___ Records for the task ___

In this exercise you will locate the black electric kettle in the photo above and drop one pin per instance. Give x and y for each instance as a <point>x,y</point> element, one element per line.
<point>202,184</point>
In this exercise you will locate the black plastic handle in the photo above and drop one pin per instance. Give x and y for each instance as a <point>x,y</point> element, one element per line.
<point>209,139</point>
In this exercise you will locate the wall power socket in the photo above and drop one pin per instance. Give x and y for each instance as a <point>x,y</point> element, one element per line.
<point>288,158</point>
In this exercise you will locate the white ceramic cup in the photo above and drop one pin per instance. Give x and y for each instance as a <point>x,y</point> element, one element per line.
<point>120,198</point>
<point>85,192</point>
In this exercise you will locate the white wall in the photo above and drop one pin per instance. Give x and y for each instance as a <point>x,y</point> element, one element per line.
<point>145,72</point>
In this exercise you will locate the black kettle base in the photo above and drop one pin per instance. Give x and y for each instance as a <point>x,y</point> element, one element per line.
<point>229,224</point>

___

The answer must be the full listing, repeated exactly.

In this exercise you will locate the black electric kettle in the photo above and drop one pin per instance. Give x and y for each instance as a <point>x,y</point> element, one element per line.
<point>202,184</point>
In this exercise you will locate the black plastic handle in the photo above and drop one pin per instance. Give x and y for each instance as a <point>x,y</point> element, one element per line.
<point>209,139</point>
In this exercise you will locate the wall power socket in the photo above and drop one pin per instance. Give x and y for each instance as a <point>x,y</point> element, one element per line.
<point>288,158</point>
In this exercise you will locate the white ceramic cup in the photo above and drop one pin per instance. Give x and y for each instance as a <point>x,y</point> element, one element per line.
<point>120,198</point>
<point>85,192</point>
In this exercise you will locate the white wall in the photo above and drop one pin per instance. Give x and y for each instance as a <point>x,y</point> element, one element per line.
<point>145,72</point>
In this exercise you will locate the black kettle base in the photo above and drop one pin per instance. Give x and y for each instance as a <point>x,y</point> element, one element per line.
<point>229,224</point>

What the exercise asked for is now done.